◆ Try it: Retype, without any change, the line that contains "If you could tag the red baseball" and every line that follows it to the end of the entries, and nothing else.

(Region pointing data)
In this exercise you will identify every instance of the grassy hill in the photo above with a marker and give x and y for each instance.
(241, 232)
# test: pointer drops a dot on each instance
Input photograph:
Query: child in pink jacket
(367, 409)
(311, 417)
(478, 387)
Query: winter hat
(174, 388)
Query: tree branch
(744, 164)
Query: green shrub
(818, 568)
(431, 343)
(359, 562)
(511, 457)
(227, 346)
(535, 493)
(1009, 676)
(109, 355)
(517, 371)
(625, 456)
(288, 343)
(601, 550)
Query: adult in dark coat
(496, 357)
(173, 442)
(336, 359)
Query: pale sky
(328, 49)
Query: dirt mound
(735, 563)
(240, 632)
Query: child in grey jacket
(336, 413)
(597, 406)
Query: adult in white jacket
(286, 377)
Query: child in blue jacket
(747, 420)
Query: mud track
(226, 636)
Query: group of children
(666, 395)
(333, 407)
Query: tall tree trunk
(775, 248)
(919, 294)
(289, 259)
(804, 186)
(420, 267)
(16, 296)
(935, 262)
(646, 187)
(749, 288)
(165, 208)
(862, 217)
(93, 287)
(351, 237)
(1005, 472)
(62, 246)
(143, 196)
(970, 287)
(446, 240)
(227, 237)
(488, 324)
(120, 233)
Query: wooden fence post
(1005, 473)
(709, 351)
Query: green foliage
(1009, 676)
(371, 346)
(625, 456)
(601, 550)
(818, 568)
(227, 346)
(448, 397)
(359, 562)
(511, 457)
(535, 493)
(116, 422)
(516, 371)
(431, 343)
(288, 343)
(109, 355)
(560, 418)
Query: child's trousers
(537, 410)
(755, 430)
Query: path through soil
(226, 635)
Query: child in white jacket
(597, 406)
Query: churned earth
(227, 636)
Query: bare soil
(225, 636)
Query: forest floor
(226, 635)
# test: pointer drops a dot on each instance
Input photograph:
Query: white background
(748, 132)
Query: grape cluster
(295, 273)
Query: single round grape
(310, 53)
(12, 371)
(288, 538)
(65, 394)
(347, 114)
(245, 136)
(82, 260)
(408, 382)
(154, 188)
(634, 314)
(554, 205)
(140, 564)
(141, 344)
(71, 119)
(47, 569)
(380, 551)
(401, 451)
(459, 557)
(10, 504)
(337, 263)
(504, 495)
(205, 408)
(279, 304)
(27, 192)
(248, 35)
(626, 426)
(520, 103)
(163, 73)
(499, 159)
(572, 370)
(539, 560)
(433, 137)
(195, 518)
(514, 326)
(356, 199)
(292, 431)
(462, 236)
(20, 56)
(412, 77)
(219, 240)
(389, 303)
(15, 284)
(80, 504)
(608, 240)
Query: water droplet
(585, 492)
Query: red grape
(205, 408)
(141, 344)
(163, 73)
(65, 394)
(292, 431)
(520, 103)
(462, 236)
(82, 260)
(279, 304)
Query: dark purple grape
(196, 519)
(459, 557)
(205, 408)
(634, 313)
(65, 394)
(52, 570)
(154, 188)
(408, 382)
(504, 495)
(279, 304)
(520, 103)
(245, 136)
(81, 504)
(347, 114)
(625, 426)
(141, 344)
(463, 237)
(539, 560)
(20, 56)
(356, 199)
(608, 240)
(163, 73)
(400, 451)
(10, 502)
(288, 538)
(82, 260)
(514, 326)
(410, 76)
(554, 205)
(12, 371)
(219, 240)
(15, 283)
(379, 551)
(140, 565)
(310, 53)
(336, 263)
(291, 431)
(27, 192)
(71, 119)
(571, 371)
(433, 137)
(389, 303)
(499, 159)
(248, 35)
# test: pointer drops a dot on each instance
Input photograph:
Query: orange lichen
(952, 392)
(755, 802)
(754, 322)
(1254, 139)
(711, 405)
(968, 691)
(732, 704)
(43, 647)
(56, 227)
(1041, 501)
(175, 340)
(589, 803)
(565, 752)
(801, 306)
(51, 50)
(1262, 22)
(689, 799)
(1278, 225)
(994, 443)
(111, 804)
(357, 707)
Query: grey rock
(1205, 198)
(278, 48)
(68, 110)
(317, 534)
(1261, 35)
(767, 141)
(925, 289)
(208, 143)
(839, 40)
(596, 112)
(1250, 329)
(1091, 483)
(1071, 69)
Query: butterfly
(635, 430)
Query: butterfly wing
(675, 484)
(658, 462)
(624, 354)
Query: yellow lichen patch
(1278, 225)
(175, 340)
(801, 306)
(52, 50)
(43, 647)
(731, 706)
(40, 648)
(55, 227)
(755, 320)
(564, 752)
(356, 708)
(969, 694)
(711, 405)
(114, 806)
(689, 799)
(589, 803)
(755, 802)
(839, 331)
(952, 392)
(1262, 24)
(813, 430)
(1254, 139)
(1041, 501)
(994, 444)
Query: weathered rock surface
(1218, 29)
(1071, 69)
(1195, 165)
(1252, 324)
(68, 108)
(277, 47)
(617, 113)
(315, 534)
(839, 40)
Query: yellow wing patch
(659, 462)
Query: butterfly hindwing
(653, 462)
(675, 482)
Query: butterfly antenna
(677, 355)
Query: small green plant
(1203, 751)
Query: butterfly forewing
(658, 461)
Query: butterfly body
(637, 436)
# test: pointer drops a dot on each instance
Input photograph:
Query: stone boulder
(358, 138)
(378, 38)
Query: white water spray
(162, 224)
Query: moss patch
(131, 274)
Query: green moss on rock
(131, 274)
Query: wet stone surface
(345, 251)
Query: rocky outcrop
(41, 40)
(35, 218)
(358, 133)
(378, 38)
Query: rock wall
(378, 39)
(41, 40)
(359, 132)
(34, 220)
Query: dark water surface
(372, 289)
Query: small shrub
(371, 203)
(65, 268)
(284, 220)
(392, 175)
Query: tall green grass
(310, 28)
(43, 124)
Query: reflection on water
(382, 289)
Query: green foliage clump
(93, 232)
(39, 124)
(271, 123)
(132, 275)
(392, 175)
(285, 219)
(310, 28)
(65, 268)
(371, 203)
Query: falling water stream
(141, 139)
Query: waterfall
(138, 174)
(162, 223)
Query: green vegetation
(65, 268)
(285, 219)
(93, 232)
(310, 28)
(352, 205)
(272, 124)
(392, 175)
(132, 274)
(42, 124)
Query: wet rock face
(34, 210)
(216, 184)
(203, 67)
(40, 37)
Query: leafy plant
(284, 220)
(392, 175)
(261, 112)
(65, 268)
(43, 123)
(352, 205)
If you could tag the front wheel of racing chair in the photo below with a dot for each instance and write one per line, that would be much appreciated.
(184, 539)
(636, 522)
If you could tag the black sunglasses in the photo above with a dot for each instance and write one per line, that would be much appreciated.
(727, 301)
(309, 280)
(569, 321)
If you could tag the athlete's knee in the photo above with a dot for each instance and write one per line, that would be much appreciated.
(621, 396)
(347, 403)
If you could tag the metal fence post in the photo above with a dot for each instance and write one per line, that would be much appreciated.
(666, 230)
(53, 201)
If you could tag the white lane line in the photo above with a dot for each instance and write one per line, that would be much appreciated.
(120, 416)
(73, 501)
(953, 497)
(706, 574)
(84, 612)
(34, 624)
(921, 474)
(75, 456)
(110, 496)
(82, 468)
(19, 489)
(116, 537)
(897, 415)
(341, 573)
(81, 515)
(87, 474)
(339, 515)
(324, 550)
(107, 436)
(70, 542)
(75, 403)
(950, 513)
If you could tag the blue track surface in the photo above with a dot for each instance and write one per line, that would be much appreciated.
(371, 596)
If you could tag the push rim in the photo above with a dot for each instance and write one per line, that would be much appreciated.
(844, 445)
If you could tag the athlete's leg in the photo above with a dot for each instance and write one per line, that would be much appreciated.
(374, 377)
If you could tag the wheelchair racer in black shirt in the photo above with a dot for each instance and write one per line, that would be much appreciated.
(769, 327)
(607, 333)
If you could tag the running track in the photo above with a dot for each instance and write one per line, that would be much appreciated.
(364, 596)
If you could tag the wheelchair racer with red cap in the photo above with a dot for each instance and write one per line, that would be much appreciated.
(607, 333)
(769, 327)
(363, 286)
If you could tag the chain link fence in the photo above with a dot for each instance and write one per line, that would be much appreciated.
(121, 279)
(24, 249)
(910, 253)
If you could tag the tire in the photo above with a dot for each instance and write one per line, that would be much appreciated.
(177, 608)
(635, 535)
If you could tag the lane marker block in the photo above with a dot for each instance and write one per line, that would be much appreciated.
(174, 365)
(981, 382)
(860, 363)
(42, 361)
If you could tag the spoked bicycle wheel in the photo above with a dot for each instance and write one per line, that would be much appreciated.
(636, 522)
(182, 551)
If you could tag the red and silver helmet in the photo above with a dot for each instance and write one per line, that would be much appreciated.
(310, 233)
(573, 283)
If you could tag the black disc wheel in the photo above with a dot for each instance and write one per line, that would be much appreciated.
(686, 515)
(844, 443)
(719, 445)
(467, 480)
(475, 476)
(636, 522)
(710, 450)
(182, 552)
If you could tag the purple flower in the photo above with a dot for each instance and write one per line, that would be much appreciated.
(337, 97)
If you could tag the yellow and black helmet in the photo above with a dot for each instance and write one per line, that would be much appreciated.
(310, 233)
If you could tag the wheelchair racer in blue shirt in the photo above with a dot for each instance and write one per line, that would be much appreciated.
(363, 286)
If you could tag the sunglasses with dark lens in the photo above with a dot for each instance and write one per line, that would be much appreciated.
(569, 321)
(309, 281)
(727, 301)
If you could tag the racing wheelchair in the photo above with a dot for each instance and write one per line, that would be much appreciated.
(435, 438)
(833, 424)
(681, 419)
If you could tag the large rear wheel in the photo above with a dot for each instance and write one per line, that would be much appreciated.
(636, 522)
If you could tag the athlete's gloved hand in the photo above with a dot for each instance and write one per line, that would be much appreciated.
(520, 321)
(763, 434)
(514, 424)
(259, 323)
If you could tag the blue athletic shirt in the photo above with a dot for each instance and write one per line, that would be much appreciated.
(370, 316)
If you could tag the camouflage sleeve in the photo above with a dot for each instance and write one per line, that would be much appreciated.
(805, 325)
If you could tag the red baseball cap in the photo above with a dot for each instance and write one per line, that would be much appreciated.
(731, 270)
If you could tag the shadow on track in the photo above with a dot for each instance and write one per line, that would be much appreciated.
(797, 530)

◆ Reply:
If you could tag the red baseball cap in the photo above with a dot for each instance and write one per line, that would be much appreciated.
(731, 270)
If you could tag the shadow on track in the photo above with a dot for each instance and write one per line, that would be much appreciated.
(797, 530)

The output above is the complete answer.